WHAT YOU WILL DO —
Render the records from the line containing "Where can the bundle" down to the line containing "<point>286,138</point>", both included, as a two-column CSV with the headers input and output, one row per record. Put each record's text and its answer in separate quoted fields, with line breaks turned into spaces.
━━━━
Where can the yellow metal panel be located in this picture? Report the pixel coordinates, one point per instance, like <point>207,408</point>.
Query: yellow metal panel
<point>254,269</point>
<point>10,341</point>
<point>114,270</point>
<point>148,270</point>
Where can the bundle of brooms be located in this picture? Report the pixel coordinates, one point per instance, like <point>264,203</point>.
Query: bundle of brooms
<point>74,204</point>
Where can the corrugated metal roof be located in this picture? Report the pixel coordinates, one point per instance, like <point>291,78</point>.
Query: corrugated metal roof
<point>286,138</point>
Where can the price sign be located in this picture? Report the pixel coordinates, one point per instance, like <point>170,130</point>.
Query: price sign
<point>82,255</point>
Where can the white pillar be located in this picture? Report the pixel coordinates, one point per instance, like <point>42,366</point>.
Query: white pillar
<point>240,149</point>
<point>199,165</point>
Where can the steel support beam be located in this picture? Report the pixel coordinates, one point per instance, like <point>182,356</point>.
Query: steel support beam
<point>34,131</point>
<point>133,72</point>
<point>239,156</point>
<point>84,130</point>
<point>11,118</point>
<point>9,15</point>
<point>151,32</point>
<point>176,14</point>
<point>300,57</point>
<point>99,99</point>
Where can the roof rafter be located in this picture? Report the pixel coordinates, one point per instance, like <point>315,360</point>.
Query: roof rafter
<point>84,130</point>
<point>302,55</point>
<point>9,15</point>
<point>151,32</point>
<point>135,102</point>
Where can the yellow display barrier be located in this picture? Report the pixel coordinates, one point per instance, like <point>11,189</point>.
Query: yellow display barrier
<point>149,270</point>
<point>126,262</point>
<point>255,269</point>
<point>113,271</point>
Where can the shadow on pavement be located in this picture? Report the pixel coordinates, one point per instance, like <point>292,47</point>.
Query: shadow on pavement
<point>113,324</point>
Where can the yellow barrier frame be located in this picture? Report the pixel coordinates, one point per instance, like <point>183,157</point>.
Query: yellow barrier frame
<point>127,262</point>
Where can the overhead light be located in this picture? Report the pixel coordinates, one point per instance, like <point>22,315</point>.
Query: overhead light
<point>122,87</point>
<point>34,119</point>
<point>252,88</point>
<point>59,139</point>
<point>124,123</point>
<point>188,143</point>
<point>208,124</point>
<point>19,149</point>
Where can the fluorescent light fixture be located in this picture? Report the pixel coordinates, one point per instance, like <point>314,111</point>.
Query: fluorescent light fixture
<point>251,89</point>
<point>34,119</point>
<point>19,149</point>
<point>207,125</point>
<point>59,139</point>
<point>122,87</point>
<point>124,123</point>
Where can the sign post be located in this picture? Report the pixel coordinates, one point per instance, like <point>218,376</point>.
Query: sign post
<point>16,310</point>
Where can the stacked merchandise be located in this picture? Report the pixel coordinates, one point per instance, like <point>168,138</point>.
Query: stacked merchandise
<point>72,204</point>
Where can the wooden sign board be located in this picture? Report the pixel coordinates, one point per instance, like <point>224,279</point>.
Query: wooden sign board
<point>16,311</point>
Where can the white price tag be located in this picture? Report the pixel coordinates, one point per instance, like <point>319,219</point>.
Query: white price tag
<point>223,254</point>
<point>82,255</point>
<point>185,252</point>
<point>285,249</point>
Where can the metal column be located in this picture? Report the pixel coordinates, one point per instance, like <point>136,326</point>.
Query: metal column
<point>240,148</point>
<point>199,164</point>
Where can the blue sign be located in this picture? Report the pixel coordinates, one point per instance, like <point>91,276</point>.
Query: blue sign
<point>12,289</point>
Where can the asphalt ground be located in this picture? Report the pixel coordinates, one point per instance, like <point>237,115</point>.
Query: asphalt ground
━━━━
FINISHED ANSWER —
input,output
"Where can the bundle of brooms be located in this picture? Report the pixel coordinates, one point per instance, like <point>264,203</point>. Query: bundle of brooms","<point>74,204</point>"
"Where can the corrugated metal roof be located in this picture? Report the pixel coordinates, one point per instance, like <point>291,78</point>. Query: corrugated metal roof","<point>286,138</point>"